* [SOURCE MATERIAL]
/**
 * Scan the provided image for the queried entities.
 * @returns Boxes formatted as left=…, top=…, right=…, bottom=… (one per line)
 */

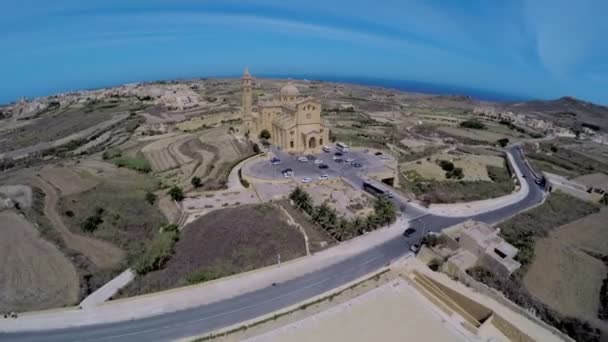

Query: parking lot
left=243, top=144, right=393, bottom=184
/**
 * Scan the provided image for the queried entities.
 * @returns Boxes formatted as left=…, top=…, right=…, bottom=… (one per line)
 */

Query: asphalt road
left=2, top=146, right=545, bottom=342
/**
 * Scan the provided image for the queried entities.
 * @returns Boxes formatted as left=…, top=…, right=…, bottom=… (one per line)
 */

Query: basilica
left=241, top=68, right=329, bottom=154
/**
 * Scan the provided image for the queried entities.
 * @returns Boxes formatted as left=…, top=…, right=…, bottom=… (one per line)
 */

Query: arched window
left=319, top=138, right=323, bottom=145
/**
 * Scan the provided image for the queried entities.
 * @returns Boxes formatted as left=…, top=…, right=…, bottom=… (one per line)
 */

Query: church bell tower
left=242, top=67, right=253, bottom=134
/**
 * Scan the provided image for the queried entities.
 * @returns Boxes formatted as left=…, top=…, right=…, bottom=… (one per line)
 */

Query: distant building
left=241, top=68, right=329, bottom=154
left=442, top=220, right=521, bottom=277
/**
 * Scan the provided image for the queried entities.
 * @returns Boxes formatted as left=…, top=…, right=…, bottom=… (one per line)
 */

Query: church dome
left=280, top=83, right=300, bottom=96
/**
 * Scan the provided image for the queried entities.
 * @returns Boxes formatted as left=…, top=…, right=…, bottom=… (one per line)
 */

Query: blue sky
left=1, top=0, right=607, bottom=104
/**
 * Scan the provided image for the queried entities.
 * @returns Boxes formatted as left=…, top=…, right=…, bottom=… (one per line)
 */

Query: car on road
left=318, top=174, right=329, bottom=180
left=318, top=164, right=329, bottom=169
left=298, top=156, right=308, bottom=162
left=301, top=177, right=312, bottom=183
left=281, top=168, right=294, bottom=177
left=386, top=191, right=394, bottom=198
left=314, top=159, right=323, bottom=164
left=409, top=243, right=420, bottom=253
left=381, top=155, right=390, bottom=160
left=334, top=152, right=343, bottom=157
left=270, top=157, right=282, bottom=165
left=322, top=145, right=331, bottom=153
left=345, top=158, right=354, bottom=163
left=334, top=158, right=343, bottom=163
left=375, top=151, right=383, bottom=156
left=306, top=155, right=316, bottom=161
left=402, top=228, right=416, bottom=237
left=351, top=161, right=363, bottom=168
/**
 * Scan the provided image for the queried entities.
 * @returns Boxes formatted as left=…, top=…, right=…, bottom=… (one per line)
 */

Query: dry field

* [WHAT THE EXERCISE ASKS]
Only the pictures stay behind; everything else in the data above is to be retyped exactly.

* [TASK OUTPUT]
/**
 * Scan the provided image for the queried entities.
 * @returns Boxes formatted as left=…, top=…, right=…, bottom=… (one per line)
 */


Query: parking lot
left=243, top=144, right=393, bottom=184
/**
 * Scan the provided image for the queried entities.
 * @returns Boxes formatted as left=…, top=…, right=…, bottom=… (one per line)
 */

Query: asphalt road
left=2, top=146, right=545, bottom=342
/**
 * Scan the provided image for the queried entities.
 * @returns Boxes formatted as left=…, top=…, right=…, bottom=… (one per line)
 */

Query: basilica
left=241, top=68, right=329, bottom=154
/**
 * Scan the provided image for the queried entities.
 * @returns Boxes formatted as left=…, top=…, right=…, bottom=… (one per line)
 */

Query: arched window
left=319, top=138, right=323, bottom=145
/**
 * Scan the provided image for the queried entities.
 * @returns Boxes formatted as left=…, top=…, right=…, bottom=… (one per line)
 */

Query: church bell tower
left=242, top=67, right=253, bottom=134
/**
 * Scan the provided image for the queried entities.
 * @returns Boxes formatted as left=…, top=…, right=…, bottom=… (one per line)
 */

Query: distant building
left=241, top=68, right=329, bottom=154
left=442, top=220, right=521, bottom=277
/**
 * Scan the provided image for the queried entities.
 * @returns Boxes formatted as left=…, top=…, right=…, bottom=… (one per line)
 */

Query: church dome
left=280, top=83, right=300, bottom=96
/**
 * Scan the provided image for the queried entities.
 * @returns Boxes formatted as left=…, top=…, right=…, bottom=… (one per line)
 */

Query: blue sky
left=1, top=0, right=607, bottom=104
/**
 * Scan the provided image for the queried entities.
 * @returns Boxes formatted as left=…, top=…, right=…, bottom=… (one per line)
 */

Query: car on road
left=318, top=174, right=329, bottom=180
left=318, top=164, right=329, bottom=169
left=298, top=156, right=308, bottom=162
left=301, top=177, right=312, bottom=183
left=281, top=168, right=294, bottom=177
left=386, top=191, right=394, bottom=198
left=314, top=159, right=323, bottom=164
left=409, top=243, right=420, bottom=253
left=381, top=155, right=390, bottom=160
left=334, top=152, right=343, bottom=157
left=270, top=157, right=282, bottom=165
left=322, top=145, right=331, bottom=153
left=345, top=158, right=354, bottom=163
left=334, top=158, right=343, bottom=163
left=375, top=151, right=383, bottom=156
left=306, top=155, right=316, bottom=161
left=402, top=228, right=416, bottom=237
left=351, top=161, right=363, bottom=168
/**
 * Scan the provided image for the queried entities.
 * @returns Boxes formatted as left=…, top=…, right=…, bottom=… (one per line)
 */

Query: dry field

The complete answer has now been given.